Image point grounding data
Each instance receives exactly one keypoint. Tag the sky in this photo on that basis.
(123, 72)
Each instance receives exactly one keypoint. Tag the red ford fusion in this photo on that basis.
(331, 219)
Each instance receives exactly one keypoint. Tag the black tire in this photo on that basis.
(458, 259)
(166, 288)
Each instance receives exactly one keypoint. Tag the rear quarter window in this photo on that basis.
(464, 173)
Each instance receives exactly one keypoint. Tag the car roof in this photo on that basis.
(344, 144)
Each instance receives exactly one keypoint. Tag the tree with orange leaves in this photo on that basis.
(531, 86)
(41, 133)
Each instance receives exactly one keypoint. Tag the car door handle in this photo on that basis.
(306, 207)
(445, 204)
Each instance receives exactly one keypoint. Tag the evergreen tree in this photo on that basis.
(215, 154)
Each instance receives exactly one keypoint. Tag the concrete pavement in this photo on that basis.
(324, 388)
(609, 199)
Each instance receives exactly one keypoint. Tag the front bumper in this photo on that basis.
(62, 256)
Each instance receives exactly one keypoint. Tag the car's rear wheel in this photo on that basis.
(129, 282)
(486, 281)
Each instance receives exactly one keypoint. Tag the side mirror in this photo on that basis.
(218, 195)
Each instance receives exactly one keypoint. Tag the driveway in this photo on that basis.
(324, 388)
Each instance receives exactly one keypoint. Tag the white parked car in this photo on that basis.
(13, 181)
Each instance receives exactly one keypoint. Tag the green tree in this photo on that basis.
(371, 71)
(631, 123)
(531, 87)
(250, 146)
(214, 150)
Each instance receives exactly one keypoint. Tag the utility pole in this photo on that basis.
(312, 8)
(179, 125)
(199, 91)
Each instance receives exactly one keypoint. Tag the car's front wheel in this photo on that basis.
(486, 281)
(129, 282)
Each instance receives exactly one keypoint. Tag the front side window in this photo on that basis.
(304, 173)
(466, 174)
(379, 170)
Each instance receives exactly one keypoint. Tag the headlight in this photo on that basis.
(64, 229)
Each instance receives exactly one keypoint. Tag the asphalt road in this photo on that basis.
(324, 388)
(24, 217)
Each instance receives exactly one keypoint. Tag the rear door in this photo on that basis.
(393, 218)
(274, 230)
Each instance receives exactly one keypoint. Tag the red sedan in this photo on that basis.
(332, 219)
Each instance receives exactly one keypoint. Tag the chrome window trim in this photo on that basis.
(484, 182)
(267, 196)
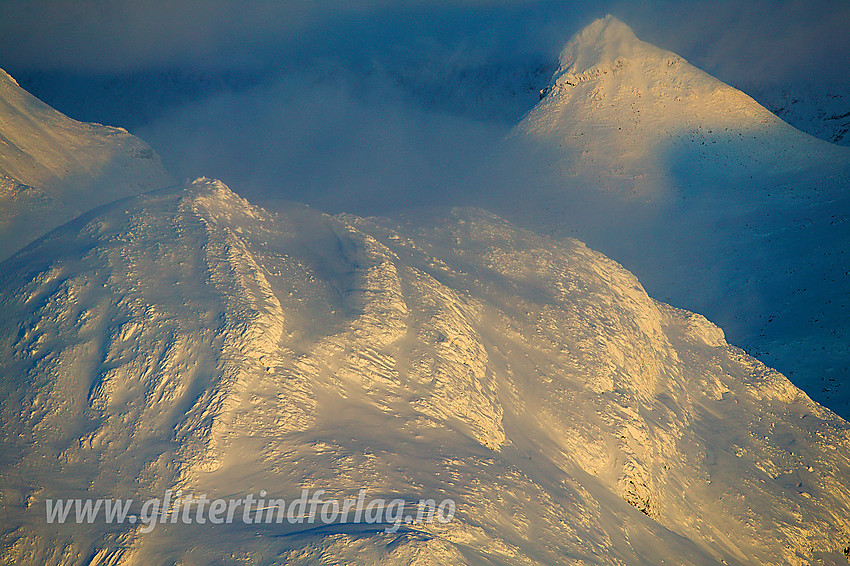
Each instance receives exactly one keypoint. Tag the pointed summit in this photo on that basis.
(617, 105)
(54, 168)
(601, 44)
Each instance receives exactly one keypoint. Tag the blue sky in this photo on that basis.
(741, 43)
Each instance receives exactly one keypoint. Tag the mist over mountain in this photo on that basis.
(397, 293)
(718, 205)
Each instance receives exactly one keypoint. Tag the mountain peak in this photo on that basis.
(603, 45)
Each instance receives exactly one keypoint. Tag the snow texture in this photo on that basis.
(186, 339)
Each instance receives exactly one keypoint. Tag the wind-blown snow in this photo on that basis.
(187, 339)
(715, 203)
(53, 168)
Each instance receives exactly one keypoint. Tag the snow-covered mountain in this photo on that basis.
(53, 168)
(186, 339)
(821, 112)
(713, 201)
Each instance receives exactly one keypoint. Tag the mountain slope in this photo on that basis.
(186, 339)
(715, 203)
(53, 168)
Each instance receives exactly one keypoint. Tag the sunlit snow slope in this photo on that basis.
(187, 339)
(53, 168)
(715, 203)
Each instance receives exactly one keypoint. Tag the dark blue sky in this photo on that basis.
(741, 42)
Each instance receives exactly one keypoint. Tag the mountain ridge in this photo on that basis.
(53, 168)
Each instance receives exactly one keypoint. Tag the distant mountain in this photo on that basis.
(814, 109)
(53, 168)
(713, 201)
(185, 339)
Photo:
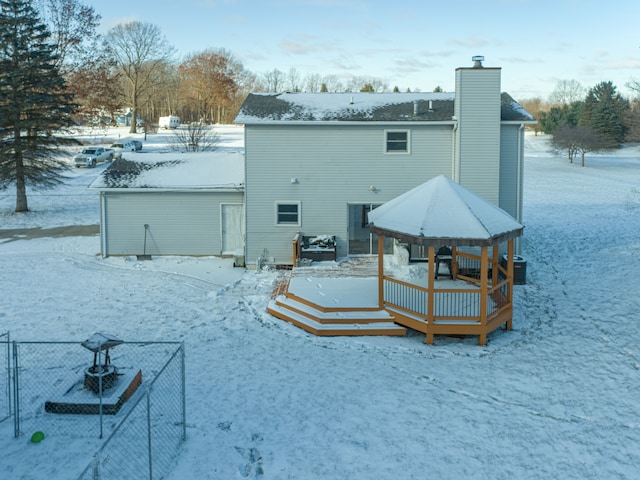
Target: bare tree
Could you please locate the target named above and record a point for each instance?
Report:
(95, 86)
(195, 137)
(313, 82)
(209, 83)
(294, 83)
(566, 92)
(574, 140)
(139, 50)
(73, 31)
(274, 80)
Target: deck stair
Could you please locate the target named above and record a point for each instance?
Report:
(335, 321)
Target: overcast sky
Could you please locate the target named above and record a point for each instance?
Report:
(414, 44)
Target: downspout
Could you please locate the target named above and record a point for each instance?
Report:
(520, 181)
(454, 165)
(519, 172)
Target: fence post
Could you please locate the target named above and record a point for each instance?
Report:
(149, 433)
(9, 373)
(96, 467)
(184, 395)
(16, 396)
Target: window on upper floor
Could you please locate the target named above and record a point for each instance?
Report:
(288, 213)
(397, 141)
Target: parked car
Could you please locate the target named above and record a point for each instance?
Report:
(89, 157)
(120, 147)
(169, 122)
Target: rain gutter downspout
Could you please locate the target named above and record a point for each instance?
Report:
(520, 182)
(454, 164)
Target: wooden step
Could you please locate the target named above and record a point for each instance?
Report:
(345, 326)
(320, 315)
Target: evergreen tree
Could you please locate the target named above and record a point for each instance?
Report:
(605, 111)
(33, 103)
(558, 117)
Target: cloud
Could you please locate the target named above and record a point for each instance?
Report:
(297, 48)
(472, 41)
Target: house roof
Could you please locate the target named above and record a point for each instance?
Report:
(443, 212)
(175, 171)
(353, 107)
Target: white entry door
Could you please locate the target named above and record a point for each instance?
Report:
(232, 231)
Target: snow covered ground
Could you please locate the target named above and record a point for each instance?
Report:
(557, 397)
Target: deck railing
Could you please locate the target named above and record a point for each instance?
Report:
(449, 304)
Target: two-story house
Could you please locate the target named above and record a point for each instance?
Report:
(317, 163)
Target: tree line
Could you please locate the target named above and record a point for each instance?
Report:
(583, 121)
(56, 72)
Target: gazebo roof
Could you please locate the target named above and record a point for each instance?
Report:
(443, 212)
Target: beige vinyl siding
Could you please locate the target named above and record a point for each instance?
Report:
(180, 223)
(477, 108)
(511, 174)
(333, 165)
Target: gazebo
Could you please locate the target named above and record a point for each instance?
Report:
(440, 213)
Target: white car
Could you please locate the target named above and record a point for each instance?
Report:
(120, 147)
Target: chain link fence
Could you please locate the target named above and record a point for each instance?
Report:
(129, 418)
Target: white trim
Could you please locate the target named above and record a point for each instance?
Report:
(287, 202)
(386, 141)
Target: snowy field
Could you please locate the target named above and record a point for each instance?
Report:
(557, 397)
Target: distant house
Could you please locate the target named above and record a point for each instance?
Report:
(317, 163)
(188, 204)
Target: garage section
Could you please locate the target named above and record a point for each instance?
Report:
(171, 223)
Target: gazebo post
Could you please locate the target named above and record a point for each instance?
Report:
(495, 278)
(484, 278)
(380, 272)
(431, 292)
(454, 263)
(510, 253)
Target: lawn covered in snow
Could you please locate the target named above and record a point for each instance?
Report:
(557, 397)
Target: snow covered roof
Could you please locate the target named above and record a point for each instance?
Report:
(353, 107)
(442, 212)
(175, 171)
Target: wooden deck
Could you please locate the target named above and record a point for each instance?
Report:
(341, 298)
(333, 299)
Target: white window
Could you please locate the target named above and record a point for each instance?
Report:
(288, 213)
(396, 141)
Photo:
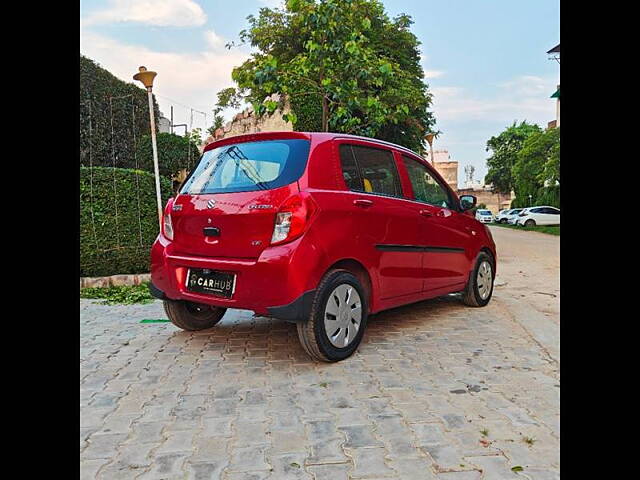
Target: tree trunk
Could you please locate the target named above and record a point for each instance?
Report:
(325, 114)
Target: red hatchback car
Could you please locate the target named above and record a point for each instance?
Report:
(320, 229)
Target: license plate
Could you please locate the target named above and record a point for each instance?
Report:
(211, 282)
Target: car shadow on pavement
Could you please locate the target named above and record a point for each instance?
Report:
(241, 336)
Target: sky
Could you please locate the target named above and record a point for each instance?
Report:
(485, 61)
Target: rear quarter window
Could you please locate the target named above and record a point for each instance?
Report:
(248, 166)
(369, 170)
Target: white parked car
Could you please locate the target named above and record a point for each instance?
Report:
(509, 215)
(530, 217)
(484, 216)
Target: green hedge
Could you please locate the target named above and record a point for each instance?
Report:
(173, 154)
(118, 245)
(101, 140)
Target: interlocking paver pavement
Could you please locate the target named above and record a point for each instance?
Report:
(436, 390)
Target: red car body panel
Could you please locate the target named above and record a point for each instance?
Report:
(409, 250)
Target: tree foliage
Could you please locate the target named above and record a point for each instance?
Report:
(358, 70)
(504, 150)
(110, 129)
(536, 171)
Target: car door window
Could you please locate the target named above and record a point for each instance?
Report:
(426, 188)
(370, 170)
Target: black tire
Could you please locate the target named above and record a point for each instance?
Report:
(312, 332)
(192, 316)
(471, 295)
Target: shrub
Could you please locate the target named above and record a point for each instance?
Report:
(119, 237)
(174, 153)
(101, 140)
(308, 110)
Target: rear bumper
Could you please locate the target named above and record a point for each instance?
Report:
(275, 284)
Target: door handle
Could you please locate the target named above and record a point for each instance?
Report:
(361, 202)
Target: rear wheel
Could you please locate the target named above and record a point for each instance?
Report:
(480, 285)
(337, 320)
(192, 316)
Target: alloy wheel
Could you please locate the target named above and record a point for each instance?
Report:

■ **ASSIGNED TASK**:
Which lines of the records above contain the word "fence"? Report each one in full.

■ **ANSWER TO THE PROBLEM**:
Target: fence post
Target: chain link fence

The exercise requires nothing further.